- Prompt -
Collect every line in the rows below that contains the word "snowy", treating uppercase and lowercase letters as different.

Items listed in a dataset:
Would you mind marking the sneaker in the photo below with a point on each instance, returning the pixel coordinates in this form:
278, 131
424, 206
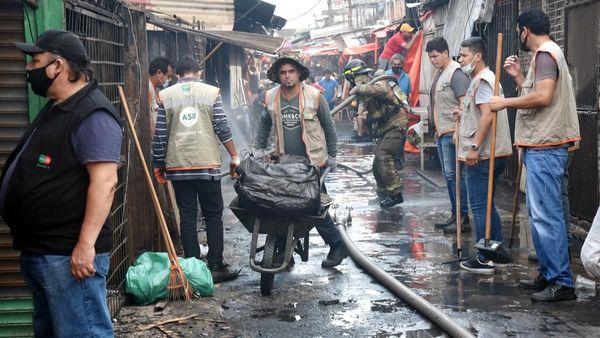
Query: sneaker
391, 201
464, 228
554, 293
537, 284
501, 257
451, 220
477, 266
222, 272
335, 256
---
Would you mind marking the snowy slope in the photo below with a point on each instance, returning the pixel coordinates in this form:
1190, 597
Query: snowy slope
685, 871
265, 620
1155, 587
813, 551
...
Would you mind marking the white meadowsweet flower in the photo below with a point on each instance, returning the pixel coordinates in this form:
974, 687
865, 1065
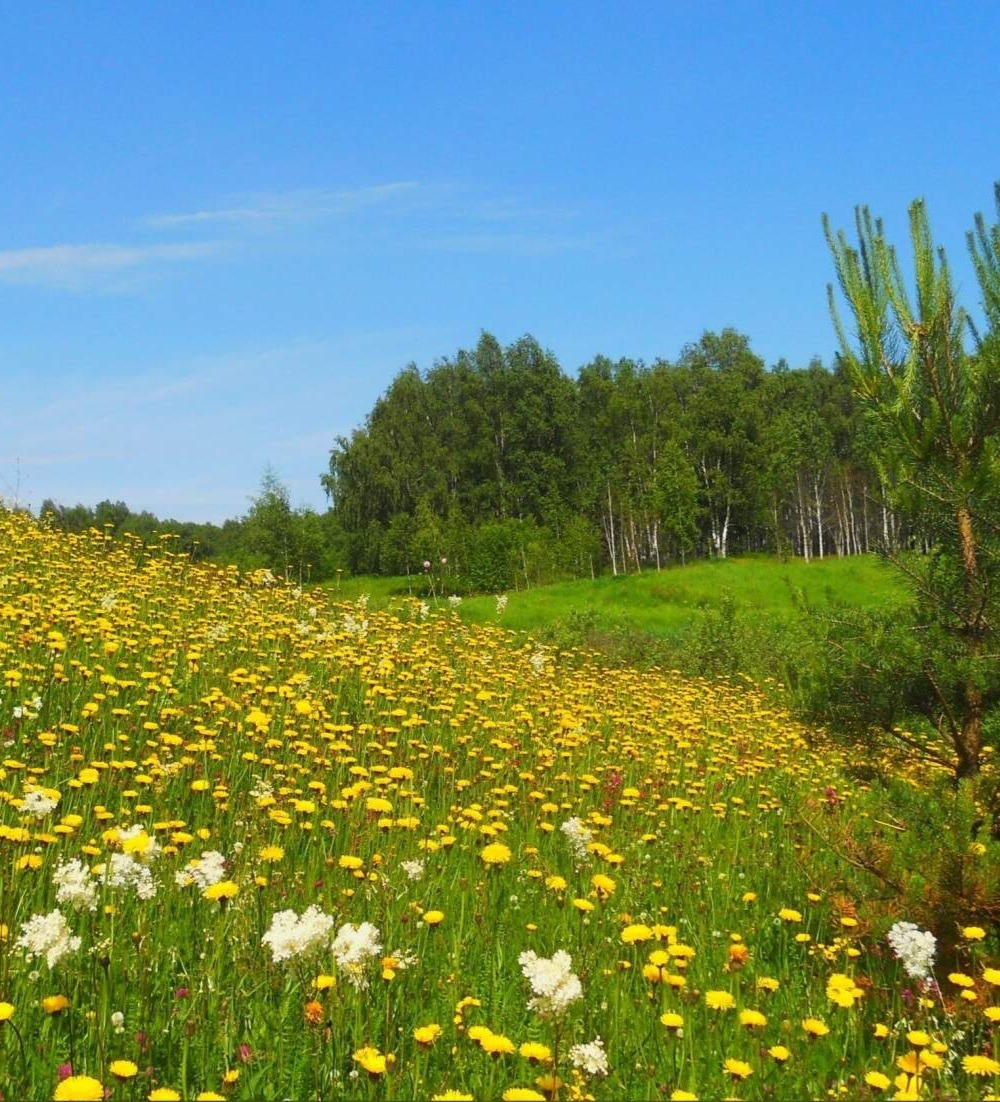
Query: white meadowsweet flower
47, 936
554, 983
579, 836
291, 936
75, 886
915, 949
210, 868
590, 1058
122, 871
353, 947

- Answer below -
Would you mind marking the snowy slope in the photo below with a point on each instance, returning the pixel coordinates in this form:
Query: snowy slope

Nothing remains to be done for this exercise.